**WORK TASK:**
Please retype the records below exactly, leaving out any pictures.

>>>

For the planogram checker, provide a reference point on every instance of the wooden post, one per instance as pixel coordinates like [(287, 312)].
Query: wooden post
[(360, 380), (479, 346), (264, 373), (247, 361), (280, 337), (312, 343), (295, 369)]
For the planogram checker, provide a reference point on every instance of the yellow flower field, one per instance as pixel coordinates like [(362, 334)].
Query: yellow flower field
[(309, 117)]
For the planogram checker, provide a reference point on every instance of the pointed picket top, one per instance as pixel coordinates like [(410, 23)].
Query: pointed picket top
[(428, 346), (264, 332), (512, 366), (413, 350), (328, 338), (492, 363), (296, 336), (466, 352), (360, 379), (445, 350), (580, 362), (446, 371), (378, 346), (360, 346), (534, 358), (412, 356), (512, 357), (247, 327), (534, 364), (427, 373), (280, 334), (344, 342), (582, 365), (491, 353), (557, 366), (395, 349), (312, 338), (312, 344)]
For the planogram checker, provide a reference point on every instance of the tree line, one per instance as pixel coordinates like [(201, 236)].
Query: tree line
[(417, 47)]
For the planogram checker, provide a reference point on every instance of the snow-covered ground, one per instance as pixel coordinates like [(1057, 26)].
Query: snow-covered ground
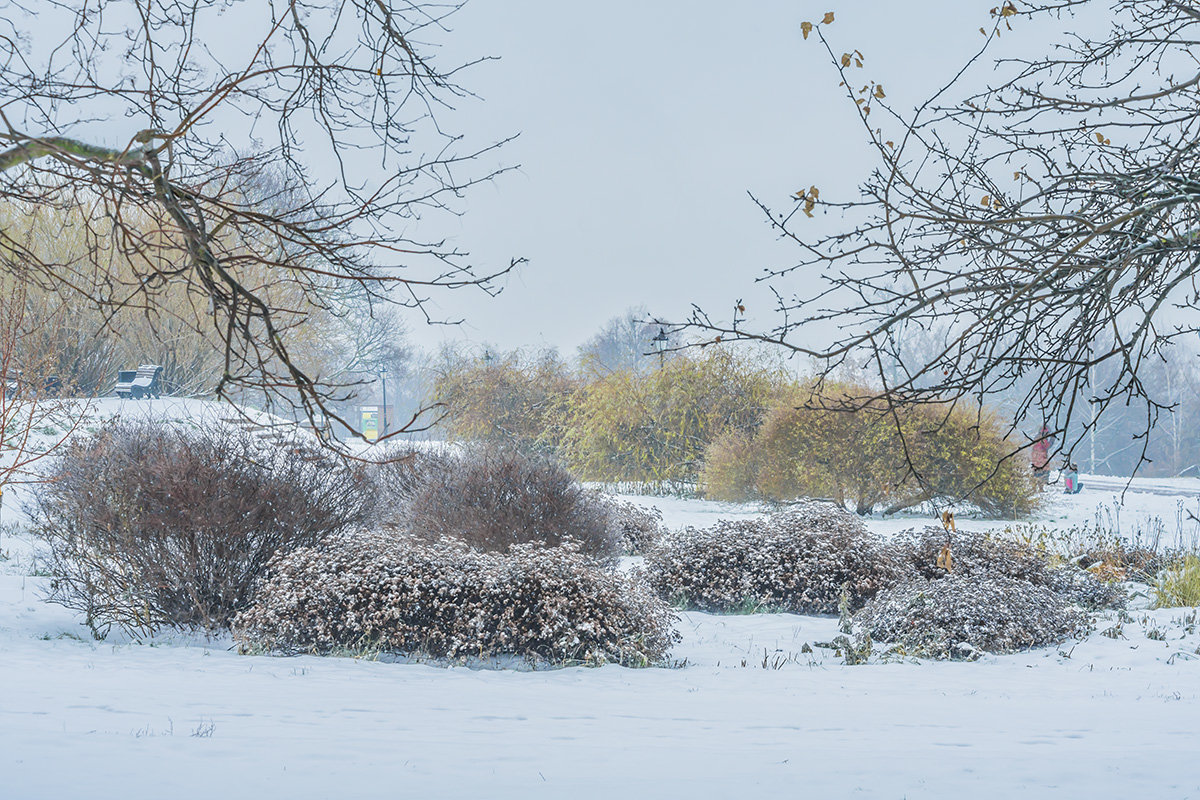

<<<

**OUTPUT OF THE TASK:**
For the planogram checker, provide a reference point on every instance of the wooden post, one per instance as pixel coordinates like [(287, 312)].
Query: wooden post
[(360, 380), (479, 346), (264, 373), (247, 361), (280, 337), (312, 343), (295, 369)]
For the planogram checker, provide a reference point on every instance of the yellow flower field, one per instance as pixel coordinates like [(362, 334)].
Query: yellow flower field
[(309, 117)]
For the planogram checker, provide a reference point on every instance of the pointed picket top, one per instance as pixel coordinates like [(410, 23)].
Query: pointed picket top
[(428, 346), (264, 332), (512, 366), (413, 350), (328, 338), (492, 363), (296, 336), (466, 352), (360, 379), (445, 350), (580, 362), (446, 371), (378, 346), (360, 346), (534, 358), (412, 356), (512, 357), (247, 327), (534, 364), (427, 373), (280, 334), (344, 342), (582, 365), (491, 353), (557, 366), (395, 349), (312, 338), (312, 344)]
For the planogram checker, provide a reference point on every instance of the tree line, one per instance as pixel coordinates like [(201, 236)].
Query: tree line
[(417, 47)]
For the planogram checker, provide a reference point on every instance of the snow-covered ground, one per instance as pixel coordinates like [(1057, 26)].
Query: snow-covered ground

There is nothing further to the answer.